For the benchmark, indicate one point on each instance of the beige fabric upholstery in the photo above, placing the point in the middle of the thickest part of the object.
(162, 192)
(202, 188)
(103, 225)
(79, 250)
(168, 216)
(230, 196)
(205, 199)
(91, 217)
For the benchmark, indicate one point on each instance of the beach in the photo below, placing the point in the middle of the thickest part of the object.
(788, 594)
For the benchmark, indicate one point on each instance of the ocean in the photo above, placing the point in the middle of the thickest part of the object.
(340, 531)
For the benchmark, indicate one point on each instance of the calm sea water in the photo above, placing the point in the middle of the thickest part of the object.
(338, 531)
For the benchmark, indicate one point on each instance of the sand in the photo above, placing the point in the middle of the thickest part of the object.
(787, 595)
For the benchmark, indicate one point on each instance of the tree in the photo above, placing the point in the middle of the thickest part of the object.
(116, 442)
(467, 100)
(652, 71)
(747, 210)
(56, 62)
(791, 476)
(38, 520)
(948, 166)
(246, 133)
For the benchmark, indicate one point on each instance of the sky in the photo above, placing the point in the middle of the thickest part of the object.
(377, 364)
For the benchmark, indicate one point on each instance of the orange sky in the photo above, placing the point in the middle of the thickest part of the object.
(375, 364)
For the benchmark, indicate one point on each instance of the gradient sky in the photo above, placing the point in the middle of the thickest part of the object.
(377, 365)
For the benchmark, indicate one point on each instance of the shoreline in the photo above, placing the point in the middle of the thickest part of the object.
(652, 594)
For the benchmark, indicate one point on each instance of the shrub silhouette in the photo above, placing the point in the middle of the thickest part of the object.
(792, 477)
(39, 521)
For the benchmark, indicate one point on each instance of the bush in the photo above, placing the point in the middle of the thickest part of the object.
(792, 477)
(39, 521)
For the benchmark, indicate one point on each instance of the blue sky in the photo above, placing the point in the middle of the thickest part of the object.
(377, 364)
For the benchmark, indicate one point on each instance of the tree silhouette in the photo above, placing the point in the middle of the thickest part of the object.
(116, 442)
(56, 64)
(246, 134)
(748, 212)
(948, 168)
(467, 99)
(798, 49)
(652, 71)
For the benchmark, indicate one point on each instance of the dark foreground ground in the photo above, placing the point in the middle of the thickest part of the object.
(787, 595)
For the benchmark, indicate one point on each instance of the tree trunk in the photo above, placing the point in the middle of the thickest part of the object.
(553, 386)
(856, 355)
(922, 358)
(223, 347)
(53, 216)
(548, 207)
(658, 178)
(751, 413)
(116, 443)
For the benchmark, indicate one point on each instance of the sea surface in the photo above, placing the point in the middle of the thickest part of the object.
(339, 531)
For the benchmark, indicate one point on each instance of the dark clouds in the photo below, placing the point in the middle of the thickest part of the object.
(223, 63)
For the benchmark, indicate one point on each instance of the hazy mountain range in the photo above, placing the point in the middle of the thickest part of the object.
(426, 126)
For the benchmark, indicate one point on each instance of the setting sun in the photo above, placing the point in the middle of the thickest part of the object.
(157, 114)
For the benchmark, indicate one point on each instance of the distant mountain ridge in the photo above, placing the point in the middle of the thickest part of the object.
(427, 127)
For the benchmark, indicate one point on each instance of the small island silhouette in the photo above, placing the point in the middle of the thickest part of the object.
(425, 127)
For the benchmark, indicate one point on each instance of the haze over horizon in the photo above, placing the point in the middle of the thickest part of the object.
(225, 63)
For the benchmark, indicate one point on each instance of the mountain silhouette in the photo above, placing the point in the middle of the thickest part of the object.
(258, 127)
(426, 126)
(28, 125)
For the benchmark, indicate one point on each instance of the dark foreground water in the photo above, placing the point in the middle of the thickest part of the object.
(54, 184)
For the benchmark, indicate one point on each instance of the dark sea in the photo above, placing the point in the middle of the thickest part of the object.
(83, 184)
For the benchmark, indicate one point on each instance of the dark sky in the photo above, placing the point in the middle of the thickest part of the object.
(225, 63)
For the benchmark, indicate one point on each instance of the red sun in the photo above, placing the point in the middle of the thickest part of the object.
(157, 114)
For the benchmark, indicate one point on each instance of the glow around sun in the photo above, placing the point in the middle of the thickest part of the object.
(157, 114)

==========

[What is expected]: Rewrite all of the material above, swapping every "thickest part" for "widest part" and leaving everything else unchanged.

[Final result]:
For the benchmark, indicate one point on each instance of the beige fabric upholstery in the photo above, placing the point in the middle of the widest part of the object.
(162, 192)
(202, 188)
(103, 225)
(79, 250)
(168, 216)
(230, 196)
(205, 199)
(91, 217)
For the benchmark, indicate one point on each instance of the beach in the photo below, placing the point in the middle of the widest part of the object.
(788, 594)
For the benchmark, indicate one point on each instance of the ocean in the photo above, placing the point in the middle of the widest part of the object.
(340, 531)
For the benchmark, indicate one point on each instance of the calm sea water in the photo above, placing the point in the middle of the widest part of the object.
(338, 531)
For the benchmark, indicate one point on each instance of the sand in the photo above, placing the point in the middle of the widest part of the object.
(787, 595)
For the benchmark, indicate one point on each instance of the tree in the photo above, placing the point in the middle of the widest part of the object.
(116, 442)
(467, 100)
(652, 71)
(747, 210)
(56, 62)
(791, 476)
(38, 520)
(948, 166)
(246, 133)
For the benchmark, indicate one point on each instance of the sky in the photo above, placing the point in the middle of the widest part of the object.
(377, 364)
For the benchmark, indicate one point on each instance of the orange sky in the photo above, placing the point in the middle of the widest part of the object.
(375, 364)
For the benchmark, indicate one point on each instance of the gradient sky in the photo above, placing the point in the middle of the widest part of the object.
(377, 365)
For the benchmark, indicate one point on each instance of the shoreline in the photo above, placing the point in the middle of the widest part of the object.
(652, 594)
For the benchmark, indicate one point on each instance of the shrub silhouette in the photo above, placing the point in the middle of the widest part of the object.
(792, 477)
(39, 521)
For the benchmark, indicate one point on each instance of the bush in the photo above, placing the point in the middle of the widest part of the object.
(792, 477)
(39, 521)
For the benchmark, indicate one point on each instance of the blue sky in the photo above, placing the point in the middle of the widest part of the object.
(377, 364)
For the benchmark, indicate one point on each instance of the tree silhouette in the photo above, placing the point in the middle of the widest part of the object.
(116, 442)
(56, 64)
(246, 134)
(748, 212)
(948, 168)
(467, 99)
(798, 49)
(652, 71)
For the benchmark, indicate one point on each instance of the dark foreground ground in the photo above, placing the point in the middle of the widest part of the object.
(787, 595)
For the benchmark, indicate one point on each instance of the tree trunk in the photo above, placing the point in the middle of the widest part of the object.
(553, 386)
(856, 355)
(922, 358)
(223, 347)
(53, 216)
(548, 207)
(658, 178)
(751, 413)
(116, 443)
For the benchmark, indicate one point on each instance of the sea surface in the photo above, placing the point in the middle of the widest part of the object.
(339, 531)
For the benchmark, indicate one point on each instance of the dark clouds in the photo below, placing the point in the middle of the widest part of the object.
(223, 63)
For the benchmark, indicate one point on each instance of the hazy mountain range in the photo above, placing the point in the middle of the widest part of the object.
(426, 126)
For the benchmark, indicate one point on each instance of the setting sun in the photo above, placing the point in the middle of the widest part of the object.
(157, 114)
For the benchmark, indicate one point on each instance of the distant mountain ridge in the photo above, placing the point in the middle of the widest part of the object.
(427, 127)
For the benchmark, indicate one point on each instance of the small island silhouette in the photo above, placing the point in the middle of the widest part of the object.
(425, 127)
For the benchmark, indicate one point on each instance of the haze over horizon in the photo above, placing the point in the middle of the widest part of the object.
(225, 63)
For the benchmark, indicate one point on each instance of the mountain silhouette in the photo above, placing the point in the middle of the widest part of the object.
(258, 127)
(426, 126)
(28, 125)
For the benchmark, indicate one point on each instance of the dark foreground water in the photo above, placing the point in the middle of the widest part of the object.
(54, 184)
For the benchmark, indicate one point on each instance of the dark sea in the photo above, placing the point in the middle of the widest part of the object.
(83, 184)
For the benchmark, indicate one point on each instance of the dark sky in the photo above, placing the point in the middle of the widest part of the object.
(225, 63)
For the benchmark, indicate one point on each instance of the red sun in the photo above, placing the point in the middle of the widest part of the object.
(157, 114)
For the benchmark, indicate one point on each instance of the glow around sun in the photo above, placing the point in the middle of the widest part of the object.
(157, 114)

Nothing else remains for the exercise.